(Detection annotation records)
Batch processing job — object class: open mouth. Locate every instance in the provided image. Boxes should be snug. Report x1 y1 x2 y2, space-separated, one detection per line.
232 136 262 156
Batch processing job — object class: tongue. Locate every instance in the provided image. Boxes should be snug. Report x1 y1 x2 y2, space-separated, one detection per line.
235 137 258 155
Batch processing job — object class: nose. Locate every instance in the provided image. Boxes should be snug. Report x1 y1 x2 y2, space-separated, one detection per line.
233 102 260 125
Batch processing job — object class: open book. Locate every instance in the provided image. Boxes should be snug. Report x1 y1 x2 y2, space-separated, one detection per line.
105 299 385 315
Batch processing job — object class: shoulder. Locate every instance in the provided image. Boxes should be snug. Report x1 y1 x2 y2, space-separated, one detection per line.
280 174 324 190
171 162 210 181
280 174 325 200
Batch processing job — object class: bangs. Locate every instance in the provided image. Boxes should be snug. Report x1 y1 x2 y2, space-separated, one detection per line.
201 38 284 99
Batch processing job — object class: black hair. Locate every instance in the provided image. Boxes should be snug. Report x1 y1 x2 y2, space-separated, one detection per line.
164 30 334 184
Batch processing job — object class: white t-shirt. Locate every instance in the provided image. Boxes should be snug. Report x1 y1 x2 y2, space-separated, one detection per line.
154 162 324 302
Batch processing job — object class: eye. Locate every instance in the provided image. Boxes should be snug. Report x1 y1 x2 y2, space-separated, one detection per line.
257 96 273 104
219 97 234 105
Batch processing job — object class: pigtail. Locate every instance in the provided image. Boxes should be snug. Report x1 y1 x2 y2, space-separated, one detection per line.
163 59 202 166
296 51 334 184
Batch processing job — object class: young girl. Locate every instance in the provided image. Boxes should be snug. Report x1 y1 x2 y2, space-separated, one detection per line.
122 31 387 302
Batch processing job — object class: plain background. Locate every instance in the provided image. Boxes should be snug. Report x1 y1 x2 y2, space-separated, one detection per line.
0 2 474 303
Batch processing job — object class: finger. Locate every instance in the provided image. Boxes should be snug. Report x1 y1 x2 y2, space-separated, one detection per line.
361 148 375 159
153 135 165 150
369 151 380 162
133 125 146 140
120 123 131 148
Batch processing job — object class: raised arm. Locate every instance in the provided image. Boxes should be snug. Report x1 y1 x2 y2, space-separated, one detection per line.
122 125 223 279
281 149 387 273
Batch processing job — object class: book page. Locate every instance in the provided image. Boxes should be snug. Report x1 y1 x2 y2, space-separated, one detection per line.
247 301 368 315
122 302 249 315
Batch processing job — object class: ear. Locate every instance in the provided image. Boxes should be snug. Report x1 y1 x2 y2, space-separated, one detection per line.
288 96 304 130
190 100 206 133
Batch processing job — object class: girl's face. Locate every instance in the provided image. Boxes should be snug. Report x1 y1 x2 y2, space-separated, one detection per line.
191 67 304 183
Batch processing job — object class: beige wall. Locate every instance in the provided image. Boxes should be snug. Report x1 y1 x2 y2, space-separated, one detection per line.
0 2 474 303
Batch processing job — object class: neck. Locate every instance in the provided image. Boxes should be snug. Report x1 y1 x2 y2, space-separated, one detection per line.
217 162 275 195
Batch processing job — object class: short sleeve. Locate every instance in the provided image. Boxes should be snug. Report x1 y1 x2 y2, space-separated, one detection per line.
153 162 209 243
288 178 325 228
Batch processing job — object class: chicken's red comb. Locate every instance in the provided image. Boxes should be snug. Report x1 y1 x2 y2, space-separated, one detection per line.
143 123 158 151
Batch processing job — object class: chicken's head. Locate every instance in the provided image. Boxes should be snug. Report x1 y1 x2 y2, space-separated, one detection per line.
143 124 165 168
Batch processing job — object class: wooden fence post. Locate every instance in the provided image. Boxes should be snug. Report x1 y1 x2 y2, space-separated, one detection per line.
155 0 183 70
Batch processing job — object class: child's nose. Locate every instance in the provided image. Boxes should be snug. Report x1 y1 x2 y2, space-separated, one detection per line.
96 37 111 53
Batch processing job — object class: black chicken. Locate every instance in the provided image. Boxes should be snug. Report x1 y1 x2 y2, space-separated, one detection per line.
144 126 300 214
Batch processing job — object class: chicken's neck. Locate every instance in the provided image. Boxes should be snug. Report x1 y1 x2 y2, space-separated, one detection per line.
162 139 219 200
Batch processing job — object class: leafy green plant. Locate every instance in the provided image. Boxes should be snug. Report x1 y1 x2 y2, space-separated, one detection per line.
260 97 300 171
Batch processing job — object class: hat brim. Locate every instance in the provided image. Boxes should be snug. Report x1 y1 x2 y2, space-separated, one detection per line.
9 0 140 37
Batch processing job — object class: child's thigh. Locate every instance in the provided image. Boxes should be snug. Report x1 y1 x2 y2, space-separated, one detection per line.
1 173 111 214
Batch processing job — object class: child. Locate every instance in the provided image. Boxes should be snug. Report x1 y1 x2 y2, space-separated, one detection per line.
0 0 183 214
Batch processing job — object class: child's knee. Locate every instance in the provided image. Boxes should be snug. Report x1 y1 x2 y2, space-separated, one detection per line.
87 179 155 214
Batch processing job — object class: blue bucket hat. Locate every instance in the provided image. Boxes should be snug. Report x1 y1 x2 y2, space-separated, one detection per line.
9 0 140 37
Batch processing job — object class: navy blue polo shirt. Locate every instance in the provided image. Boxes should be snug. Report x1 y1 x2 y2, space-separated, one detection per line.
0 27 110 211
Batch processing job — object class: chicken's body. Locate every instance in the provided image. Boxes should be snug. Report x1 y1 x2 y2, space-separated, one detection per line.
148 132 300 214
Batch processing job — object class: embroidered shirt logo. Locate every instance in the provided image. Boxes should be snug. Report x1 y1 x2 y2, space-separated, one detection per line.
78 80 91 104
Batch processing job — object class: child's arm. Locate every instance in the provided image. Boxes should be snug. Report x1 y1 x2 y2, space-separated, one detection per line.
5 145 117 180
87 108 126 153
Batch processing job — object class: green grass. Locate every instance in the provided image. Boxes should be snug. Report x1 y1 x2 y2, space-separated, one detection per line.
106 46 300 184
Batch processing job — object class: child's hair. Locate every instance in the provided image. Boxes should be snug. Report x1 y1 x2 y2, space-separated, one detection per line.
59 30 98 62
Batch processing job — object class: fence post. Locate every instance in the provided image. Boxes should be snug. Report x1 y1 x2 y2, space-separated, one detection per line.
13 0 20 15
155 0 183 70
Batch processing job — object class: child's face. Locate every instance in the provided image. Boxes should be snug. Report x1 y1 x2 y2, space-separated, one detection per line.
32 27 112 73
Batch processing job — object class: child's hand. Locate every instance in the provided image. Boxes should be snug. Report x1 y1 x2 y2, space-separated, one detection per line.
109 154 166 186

The exercise:
Output every line of the data above as a JSON list of strings, one string per line, with blank lines omitted.

Reply:
[
  "Batch processing job — object class: open mouth. Locate every instance in the provided image. Boxes should be snug. Report x1 y1 x2 y2, space-separated, one detection per line.",
  "232 136 262 156",
  "Batch processing job — object class: tongue. Locate every instance in the provided image. Boxes should be snug. Report x1 y1 x2 y2, space-separated, one detection per line.",
  "235 137 258 155",
  "Batch processing job — object class: nose. Locate every instance in the provided image. Boxes should be snug. Report x1 y1 x2 y2, space-separated, one detection per line.",
  "233 102 260 125",
  "Batch processing job — object class: open book. Locate every instance in the provided image. Boxes should be snug. Report x1 y1 x2 y2, space-separated, one detection per line.",
  "105 299 385 315",
  "Batch processing job — object class: shoulder. Locate every instance in the provided image. Boxes should be snug. Report x1 y1 x2 y2, space-separated, one detection per line.",
  "280 174 324 190",
  "171 162 210 181",
  "280 174 325 200",
  "Batch processing job — object class: bangs. Locate every instance in the provided image. Boxes should be snug. Report x1 y1 x2 y2, space-separated, one detection per line.",
  "201 38 284 99",
  "Batch processing job — object class: black hair. Locate every instance in the provided image. Boxes should be snug. Report x1 y1 x2 y2, space-separated, one detection per line.",
  "164 30 334 184",
  "Batch processing job — object class: white t-shirt. Locate every instance in the provided image. Boxes should be snug. Report x1 y1 x2 y2, space-separated, one detection per line.",
  "154 162 324 302",
  "Batch processing job — object class: eye. Locate every instance in the provided image. Boxes should be snug. Report x1 y1 x2 y2, space-separated, one detection per line.",
  "257 96 273 104",
  "219 97 234 105",
  "Batch processing job — object class: pigtail. Locate every instance in the provided image. Boxes should be snug. Report x1 y1 x2 y2, space-separated, one detection per line.",
  "163 59 202 166",
  "296 51 334 184",
  "Batch processing job — object class: young girl. Locate every instance in the provided image. Boxes should be snug. Report x1 y1 x2 y2, space-separated, one detection per line.",
  "122 31 387 302",
  "Batch processing job — object class: plain background. Locate every instance in the provided image. Boxes should be snug. Report x1 y1 x2 y2, space-separated, one detection per line.",
  "0 2 474 303",
  "Batch processing job — object class: finger. Locate every instance in the provided image. Boxes should be snug. Report x1 y1 x2 y2, space-separated, one detection per line.",
  "361 148 375 159",
  "153 135 165 150",
  "369 151 380 162",
  "133 125 146 140",
  "120 123 131 148",
  "Batch processing job — object class: raised arm. Locate every instance in the provided image. Boxes should be snug. Report x1 y1 x2 y2, space-separated, one detection per line.",
  "122 125 223 279",
  "281 149 387 273",
  "Batch processing job — object class: book page. Locate every instance in the provided image. Boxes should be snug. Report x1 y1 x2 y2, space-separated, one detection per line.",
  "247 301 368 315",
  "122 302 249 315",
  "Batch processing job — object class: ear. Locate every instance in the provided image. Boxes should be snug. Report x1 y1 x2 y2, space-separated, one detection per line.",
  "288 96 304 130",
  "190 100 206 133",
  "Batch processing job — object class: girl's face. Locate every instance in the provided image. Boxes should be snug. Report x1 y1 x2 y2, space-separated, one detection per line.",
  "191 67 304 183",
  "Batch processing job — object class: beige wall. Locate every instance in the provided image. Boxes should be snug. Report x1 y1 x2 y2, space-separated, one detection per line.",
  "0 2 474 303",
  "Batch processing job — object class: neck. Locate every instance in the provided image. Boxes should be snug. Report x1 y1 x2 y2, space-separated, one detection per line.",
  "217 162 275 195",
  "Batch processing job — object class: short sleeve. Locate every instance in the provided image. Boxes should be snug. Report x1 y1 x2 y2, space-separated, one detection per line.",
  "153 162 209 243",
  "288 178 325 228",
  "Batch processing job — object class: chicken's red comb. Locate every instance in the provided image. Boxes should be snug. Report x1 y1 x2 y2, space-separated, one detection per line.",
  "143 123 158 151",
  "Batch processing job — object class: chicken's head. Locate every instance in the provided image. Boxes should be snug. Report x1 y1 x2 y2, space-separated, one detection per line.",
  "143 124 165 168",
  "Batch processing job — object class: wooden fence post. Locate every instance in the provided image. Boxes should be snug. Report x1 y1 x2 y2, space-separated, one detection per line.",
  "155 0 183 70",
  "Batch processing job — object class: child's nose. Locate every instance in the provided image. Boxes should be snug. Report x1 y1 x2 y2, space-separated, one detection per line.",
  "96 37 111 53",
  "Batch processing job — object class: black chicken. Locate every instance in the provided image. Boxes should be snug. Report x1 y1 x2 y2, space-separated, one detection per line.",
  "144 126 300 214",
  "Batch processing job — object class: chicken's neck. Locate every instance in the provided image. Boxes should be snug. Report x1 y1 x2 y2, space-separated, one detection per line.",
  "162 139 219 200",
  "Batch processing job — object class: leafy green plant. Locate every instance in the provided image. Boxes should be snug. Report x1 y1 x2 y2, space-separated, one detection per line.",
  "260 97 300 171",
  "Batch processing job — object class: hat brim. Locate every instance in the provided image. Boxes should be snug. Report x1 y1 x2 y2, space-separated, one detection per line.",
  "9 0 140 37",
  "Batch processing job — object class: child's thigh. Locate every instance in the provided image. Boxes should be snug. Report x1 y1 x2 y2, space-separated, one detection per line.",
  "1 173 111 214",
  "Batch processing job — object class: child. Locate every instance in the provided image. Boxes should be snug. Report x1 y1 x2 y2, space-separated, one detection per line.",
  "0 0 183 214",
  "Batch processing job — object class: child's knee. Locate every instance in the provided image. Boxes should be snug. Report x1 y1 x2 y2, space-separated, one detection per line.",
  "87 179 155 214",
  "Batch processing job — object class: blue bucket hat. Locate every instance in the provided image. Boxes should be snug. Report x1 y1 x2 y2, space-separated, one detection per line.",
  "9 0 140 37",
  "Batch processing job — object class: navy blue polo shirt. Locate every instance in the provided image. Boxes should be snug. Report x1 y1 x2 y2, space-separated, one detection per line.",
  "0 27 110 211",
  "Batch processing job — object class: chicken's body. Locate every instance in the provided image. Boxes should be snug. Report x1 y1 x2 y2, space-separated, one detection per line.",
  "148 132 300 214",
  "Batch processing job — object class: embroidered shirt logo. Locate every instance in the provided image. Boxes should be snug. Report x1 y1 x2 y2, space-separated, one detection per line.",
  "78 80 91 104",
  "Batch processing job — object class: child's arm. Locate every instance in the provided image. Boxes should be snug. Report x1 y1 x2 y2, space-separated, one detection per line.",
  "5 145 117 180",
  "87 108 126 153",
  "Batch processing job — object class: green grass. Locate every instance in the provided image. Boxes should be snug. Report x1 y1 x2 y2, space-separated, one detection per line.",
  "106 46 300 184",
  "Batch processing job — object class: child's hair. Locate every instance in the provided image. Boxes should be snug. Report x1 y1 x2 y2, space-separated, one detection per line.",
  "59 30 98 62",
  "Batch processing job — object class: fence post. Locate every instance in the provided image. Boxes should be snug. Report x1 y1 x2 y2, space-separated, one detection per line.",
  "13 0 20 15",
  "155 0 183 70",
  "Batch processing job — object class: child's face. Locate every instance in the provided image. Boxes should be snug. Report x1 y1 x2 y2, space-separated, one detection per line.",
  "32 27 112 73",
  "Batch processing job — object class: child's hand. Locate every instance in the provided image. Boxes should be snug. Report x1 y1 x2 y2, space-separated, one detection per line.",
  "109 154 166 186"
]